(Polygon annotations for photos)
○ ○ ○ ○ ○ ○ ○

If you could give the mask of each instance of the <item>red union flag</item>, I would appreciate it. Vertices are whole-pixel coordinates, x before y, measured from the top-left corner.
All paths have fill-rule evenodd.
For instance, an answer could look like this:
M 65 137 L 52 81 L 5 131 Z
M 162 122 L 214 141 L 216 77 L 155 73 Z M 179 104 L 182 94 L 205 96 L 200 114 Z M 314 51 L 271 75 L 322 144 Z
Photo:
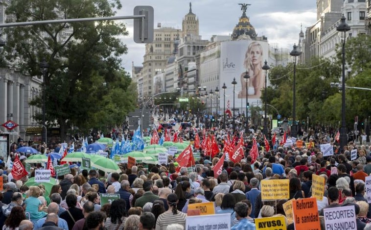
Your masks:
M 218 178 L 219 175 L 222 174 L 223 171 L 223 165 L 224 163 L 224 158 L 226 157 L 226 153 L 223 154 L 220 159 L 219 160 L 218 163 L 217 163 L 214 166 L 213 171 L 214 171 L 214 178 Z
M 192 152 L 191 146 L 188 145 L 181 153 L 179 154 L 176 160 L 179 167 L 191 167 L 194 165 L 194 158 L 193 158 L 193 153 Z
M 245 154 L 243 153 L 243 149 L 240 143 L 234 147 L 234 149 L 230 156 L 230 159 L 234 163 L 239 162 L 241 159 L 245 157 Z
M 21 179 L 23 177 L 27 176 L 28 173 L 26 172 L 25 169 L 23 167 L 22 163 L 18 158 L 18 154 L 16 154 L 16 158 L 14 159 L 14 162 L 13 164 L 13 168 L 12 169 L 12 175 L 13 178 L 18 180 Z

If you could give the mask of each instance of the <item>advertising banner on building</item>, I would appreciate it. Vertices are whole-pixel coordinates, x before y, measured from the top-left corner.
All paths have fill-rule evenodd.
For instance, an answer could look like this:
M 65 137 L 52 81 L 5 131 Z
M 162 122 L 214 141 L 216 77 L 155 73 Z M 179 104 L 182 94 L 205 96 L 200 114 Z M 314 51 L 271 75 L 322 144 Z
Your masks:
M 266 41 L 238 40 L 221 43 L 219 88 L 221 89 L 224 83 L 227 86 L 226 102 L 229 101 L 232 104 L 233 101 L 232 82 L 233 78 L 235 78 L 237 82 L 234 90 L 236 108 L 241 107 L 242 104 L 245 108 L 247 91 L 250 105 L 260 101 L 265 80 L 265 72 L 262 67 L 266 60 L 268 60 Z M 247 73 L 249 77 L 244 78 Z M 268 82 L 267 84 L 269 85 Z M 221 97 L 221 99 L 220 104 L 223 104 L 223 97 Z

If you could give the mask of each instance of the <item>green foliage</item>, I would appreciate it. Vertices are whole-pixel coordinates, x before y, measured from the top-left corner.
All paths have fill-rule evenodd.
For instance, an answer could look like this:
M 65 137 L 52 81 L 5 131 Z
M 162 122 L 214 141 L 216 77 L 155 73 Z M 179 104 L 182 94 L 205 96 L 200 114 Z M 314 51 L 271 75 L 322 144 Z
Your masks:
M 121 7 L 118 0 L 15 0 L 7 13 L 23 22 L 112 16 Z M 39 77 L 42 59 L 49 64 L 44 79 L 46 121 L 49 126 L 56 121 L 62 140 L 72 127 L 86 131 L 120 125 L 134 109 L 136 87 L 118 57 L 127 52 L 118 37 L 127 35 L 123 24 L 46 24 L 10 28 L 6 33 L 6 58 L 23 73 Z M 42 101 L 37 98 L 32 103 L 41 107 Z

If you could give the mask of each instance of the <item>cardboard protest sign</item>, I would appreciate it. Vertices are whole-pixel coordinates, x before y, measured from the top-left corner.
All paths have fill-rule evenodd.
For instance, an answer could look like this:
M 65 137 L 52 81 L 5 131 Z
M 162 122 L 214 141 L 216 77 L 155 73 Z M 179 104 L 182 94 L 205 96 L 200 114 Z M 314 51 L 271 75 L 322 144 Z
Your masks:
M 130 156 L 128 156 L 128 168 L 131 169 L 131 168 L 135 165 L 136 159 L 134 157 L 132 157 Z
M 107 203 L 112 204 L 112 202 L 115 200 L 120 199 L 120 194 L 116 193 L 101 193 L 100 196 L 100 205 L 104 205 Z
M 229 230 L 231 229 L 231 214 L 187 216 L 184 229 Z
M 283 211 L 286 214 L 286 217 L 287 218 L 287 223 L 291 224 L 294 222 L 294 217 L 292 213 L 292 202 L 295 200 L 293 198 L 283 204 Z
M 49 169 L 35 170 L 35 182 L 50 182 L 51 173 Z
M 314 197 L 293 201 L 292 210 L 295 229 L 321 230 L 320 217 Z
M 328 156 L 334 154 L 334 148 L 330 144 L 324 144 L 320 145 L 321 152 L 323 153 L 324 156 Z
M 167 153 L 159 153 L 158 159 L 159 164 L 167 164 Z
M 371 176 L 366 177 L 365 179 L 366 199 L 368 203 L 371 204 Z
M 325 185 L 325 178 L 315 174 L 312 175 L 312 196 L 315 197 L 319 201 L 322 201 L 324 199 Z
M 255 219 L 256 230 L 286 230 L 286 220 L 283 216 Z
M 357 159 L 357 150 L 353 150 L 350 151 L 350 160 L 354 160 Z
M 64 164 L 62 165 L 57 165 L 54 167 L 55 173 L 58 176 L 65 175 L 71 173 L 70 166 L 68 164 Z
M 264 179 L 261 181 L 261 200 L 288 199 L 289 180 Z
M 200 215 L 212 215 L 215 214 L 214 202 L 196 203 L 188 204 L 188 209 L 198 209 Z
M 326 230 L 357 229 L 354 205 L 325 208 L 324 217 Z

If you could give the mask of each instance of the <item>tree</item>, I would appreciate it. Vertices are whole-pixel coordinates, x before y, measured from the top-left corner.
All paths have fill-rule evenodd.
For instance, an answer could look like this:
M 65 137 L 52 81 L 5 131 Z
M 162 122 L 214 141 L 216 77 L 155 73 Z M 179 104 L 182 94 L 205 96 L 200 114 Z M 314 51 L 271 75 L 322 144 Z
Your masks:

○ ○ ○ ○ ○ ○ ○

AIM OF THE TASK » Reproduce all of the records above, swapping "whole-pixel coordinates" for "integer coordinates" wherever it occurs and leaving everything else unchanged. Omit the pictures from your answer.

THE RESULT »
If you could give the mask of each instance of the <item>red union flag</item>, I would appreciate it. Vertices are integer coordinates, x before y, measured from the top-left corner.
All paths have fill-rule evenodd.
For instance, an answer could look like this:
M 65 137 L 52 81 L 5 131 Z
M 162 122 L 214 141 L 216 77 L 155 73 Z M 179 104 L 182 94 L 205 96 L 200 114 Z M 314 51 L 271 75 L 322 144 Z
Photo:
Your masks:
M 218 178 L 219 175 L 222 174 L 223 171 L 223 165 L 224 163 L 224 158 L 226 157 L 226 153 L 223 154 L 220 159 L 219 160 L 218 163 L 217 163 L 214 166 L 213 171 L 214 171 L 214 178 Z
M 192 152 L 191 146 L 188 145 L 181 153 L 179 154 L 176 160 L 179 167 L 191 167 L 194 165 L 194 158 L 193 158 L 193 153 Z
M 245 154 L 243 153 L 243 149 L 240 143 L 234 147 L 234 149 L 230 156 L 230 159 L 234 163 L 239 162 L 241 159 L 245 157 Z
M 21 179 L 23 177 L 27 176 L 28 173 L 26 172 L 25 169 L 23 167 L 22 163 L 18 158 L 18 154 L 16 154 L 16 158 L 14 159 L 14 162 L 13 164 L 13 168 L 12 169 L 12 175 L 13 178 L 18 180 Z

If you could give the mask of each instance of the <item>advertising banner on building</item>, I would appreciate it. Vertices are integer coordinates, x before y, measured from the top-left corner.
All paths have fill-rule evenodd.
For instance, an answer could look like this:
M 65 137 L 52 81 L 5 131 Z
M 162 122 L 214 141 L 216 77 L 155 73 Z M 179 104 L 182 94 L 205 96 L 200 114 Z M 314 51 L 271 75 L 322 144 Z
Your masks:
M 266 41 L 238 40 L 221 43 L 219 88 L 221 89 L 224 83 L 227 86 L 226 102 L 229 101 L 232 104 L 233 101 L 232 82 L 233 78 L 235 78 L 237 82 L 234 90 L 236 108 L 241 107 L 242 104 L 245 108 L 247 91 L 250 105 L 260 101 L 265 80 L 265 72 L 262 67 L 266 60 L 268 60 Z M 247 73 L 249 77 L 244 78 Z M 268 82 L 267 84 L 269 85 Z M 221 97 L 221 99 L 220 104 L 223 104 L 223 97 Z

If you could give the mask of each instance of the <item>green foliage</item>, I would appreciate it. Vertices are integer coordinates, x before y, measured from the top-left corner.
All paths have fill-rule evenodd.
For instance, an answer could look like this:
M 65 137 L 52 81 L 5 131 Z
M 162 122 L 214 141 L 216 77 L 155 73 Z M 179 104 L 182 94 L 205 96 L 200 114 Z M 314 51 L 271 75 L 322 144 Z
Your masks:
M 121 7 L 118 0 L 15 0 L 7 13 L 23 22 L 112 16 Z M 39 77 L 42 59 L 49 64 L 44 79 L 46 121 L 49 126 L 56 121 L 62 140 L 72 127 L 86 131 L 120 125 L 134 109 L 136 87 L 118 57 L 127 52 L 118 37 L 127 35 L 123 24 L 46 24 L 10 28 L 6 33 L 6 58 L 23 73 Z M 42 101 L 37 98 L 32 103 L 41 107 Z

If you could give the mask of each instance of the <item>cardboard protest sign</item>, I would appreciate it. Vertices are integer coordinates, x before y, measured from the top-left corner.
All paths have fill-rule evenodd.
For instance, an answer could look like this:
M 65 137 L 52 81 L 5 131 Z
M 162 122 L 214 141 L 216 77 L 155 73 Z M 179 104 L 182 94 L 205 96 L 200 114 Z M 314 51 L 271 75 L 322 144 Z
Your masks:
M 130 156 L 128 156 L 128 168 L 131 169 L 131 168 L 135 165 L 136 159 L 134 157 L 132 157 Z
M 107 203 L 112 204 L 112 202 L 115 200 L 120 199 L 120 194 L 116 193 L 101 193 L 100 196 L 100 205 L 104 205 Z
M 229 230 L 231 229 L 231 214 L 187 216 L 184 229 Z
M 283 211 L 286 214 L 286 217 L 287 218 L 287 223 L 291 224 L 294 222 L 294 217 L 292 213 L 292 202 L 295 200 L 293 198 L 283 204 Z
M 49 169 L 35 170 L 35 182 L 50 182 L 51 173 Z
M 314 197 L 293 201 L 292 210 L 295 229 L 321 230 L 320 217 Z
M 328 156 L 334 154 L 334 148 L 330 144 L 324 144 L 320 145 L 321 152 L 323 153 L 324 156 Z
M 167 153 L 159 153 L 158 159 L 159 164 L 167 164 Z
M 371 176 L 366 177 L 365 179 L 366 199 L 368 203 L 371 204 Z
M 325 185 L 325 178 L 315 174 L 312 175 L 312 196 L 315 197 L 319 201 L 322 201 L 324 199 Z
M 255 219 L 256 230 L 286 230 L 286 220 L 283 216 Z
M 357 159 L 357 150 L 353 150 L 350 151 L 350 160 L 354 160 Z
M 64 164 L 62 165 L 57 165 L 54 167 L 55 173 L 58 176 L 65 175 L 71 173 L 70 166 L 68 164 Z
M 264 179 L 261 181 L 261 200 L 288 199 L 289 180 Z
M 200 215 L 212 215 L 215 214 L 214 202 L 196 203 L 188 204 L 188 209 L 198 209 Z
M 326 230 L 357 229 L 354 205 L 325 208 L 324 217 Z

If you could give the mask of each instance of the <item>tree</item>, I would appreciate it. Vertices are integer coordinates, x before y, measured from the top-left corner.
All paths have fill-rule evenodd.
For instance, an answer could look like this:
M 65 137 L 52 81 L 5 131 Z
M 162 122 L 214 141 L 216 77 L 155 73 Z M 179 104 L 182 94 L 205 96 L 200 114 Z M 314 51 L 271 75 L 322 144 Z
Your masks:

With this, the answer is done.